**WHAT THIS TASK INVOLVES**
List every line in the rows below that contains the word "woman".

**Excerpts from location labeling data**
※ ※ ※

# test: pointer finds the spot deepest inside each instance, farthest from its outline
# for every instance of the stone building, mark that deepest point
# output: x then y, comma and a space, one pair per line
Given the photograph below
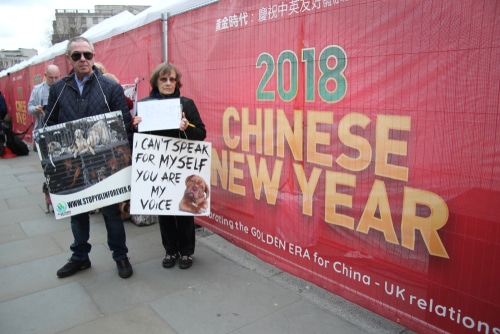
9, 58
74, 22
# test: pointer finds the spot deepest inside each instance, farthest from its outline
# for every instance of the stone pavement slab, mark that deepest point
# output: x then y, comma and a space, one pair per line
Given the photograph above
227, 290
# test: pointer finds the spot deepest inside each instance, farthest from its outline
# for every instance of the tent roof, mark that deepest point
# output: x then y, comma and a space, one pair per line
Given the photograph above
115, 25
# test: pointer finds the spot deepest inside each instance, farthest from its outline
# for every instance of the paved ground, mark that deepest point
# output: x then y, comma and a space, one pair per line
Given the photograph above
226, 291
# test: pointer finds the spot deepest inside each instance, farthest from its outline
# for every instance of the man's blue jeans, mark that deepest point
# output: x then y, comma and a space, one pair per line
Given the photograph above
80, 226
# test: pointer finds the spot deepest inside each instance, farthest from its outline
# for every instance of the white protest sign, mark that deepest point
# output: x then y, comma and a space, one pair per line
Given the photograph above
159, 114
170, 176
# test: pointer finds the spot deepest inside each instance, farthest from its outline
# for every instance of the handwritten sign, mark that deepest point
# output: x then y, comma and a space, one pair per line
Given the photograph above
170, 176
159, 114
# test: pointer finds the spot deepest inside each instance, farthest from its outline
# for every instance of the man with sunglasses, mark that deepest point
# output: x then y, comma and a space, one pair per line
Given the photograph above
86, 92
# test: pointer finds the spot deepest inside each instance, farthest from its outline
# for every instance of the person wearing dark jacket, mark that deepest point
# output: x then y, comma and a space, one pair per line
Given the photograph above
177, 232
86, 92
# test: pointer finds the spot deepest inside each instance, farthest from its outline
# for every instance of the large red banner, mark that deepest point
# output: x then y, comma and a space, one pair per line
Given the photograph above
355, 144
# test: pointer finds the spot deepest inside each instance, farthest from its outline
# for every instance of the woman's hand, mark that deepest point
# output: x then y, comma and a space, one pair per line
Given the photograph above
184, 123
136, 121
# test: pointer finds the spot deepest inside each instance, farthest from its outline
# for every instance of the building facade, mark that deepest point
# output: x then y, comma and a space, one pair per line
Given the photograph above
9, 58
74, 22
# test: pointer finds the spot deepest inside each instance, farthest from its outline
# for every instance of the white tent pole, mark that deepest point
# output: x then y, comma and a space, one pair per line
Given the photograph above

※ ※ ※

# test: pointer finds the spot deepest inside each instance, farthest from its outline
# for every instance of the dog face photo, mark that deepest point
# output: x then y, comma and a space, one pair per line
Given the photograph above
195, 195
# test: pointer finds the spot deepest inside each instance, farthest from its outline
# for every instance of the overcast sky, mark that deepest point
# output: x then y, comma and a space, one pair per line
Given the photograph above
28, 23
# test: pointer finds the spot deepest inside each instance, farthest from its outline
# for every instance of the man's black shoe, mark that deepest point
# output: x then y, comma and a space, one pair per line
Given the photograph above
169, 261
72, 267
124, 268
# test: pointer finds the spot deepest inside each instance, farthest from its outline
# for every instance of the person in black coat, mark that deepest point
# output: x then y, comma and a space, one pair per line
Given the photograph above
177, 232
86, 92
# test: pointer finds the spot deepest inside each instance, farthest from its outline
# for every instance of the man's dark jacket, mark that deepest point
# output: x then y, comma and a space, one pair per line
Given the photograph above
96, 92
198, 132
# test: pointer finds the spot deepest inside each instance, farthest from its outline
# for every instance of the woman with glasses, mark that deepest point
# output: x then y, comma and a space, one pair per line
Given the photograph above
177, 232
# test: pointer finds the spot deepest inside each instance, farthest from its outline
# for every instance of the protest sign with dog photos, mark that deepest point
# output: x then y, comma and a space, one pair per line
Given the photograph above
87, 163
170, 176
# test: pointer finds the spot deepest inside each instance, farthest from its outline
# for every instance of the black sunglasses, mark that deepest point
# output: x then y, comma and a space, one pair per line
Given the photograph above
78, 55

※ ※ ※

**TASK ANSWER**
# for every instance of the woman's hand, mark that deepest point
# for every instance of the woman with glasses, mark that deepest point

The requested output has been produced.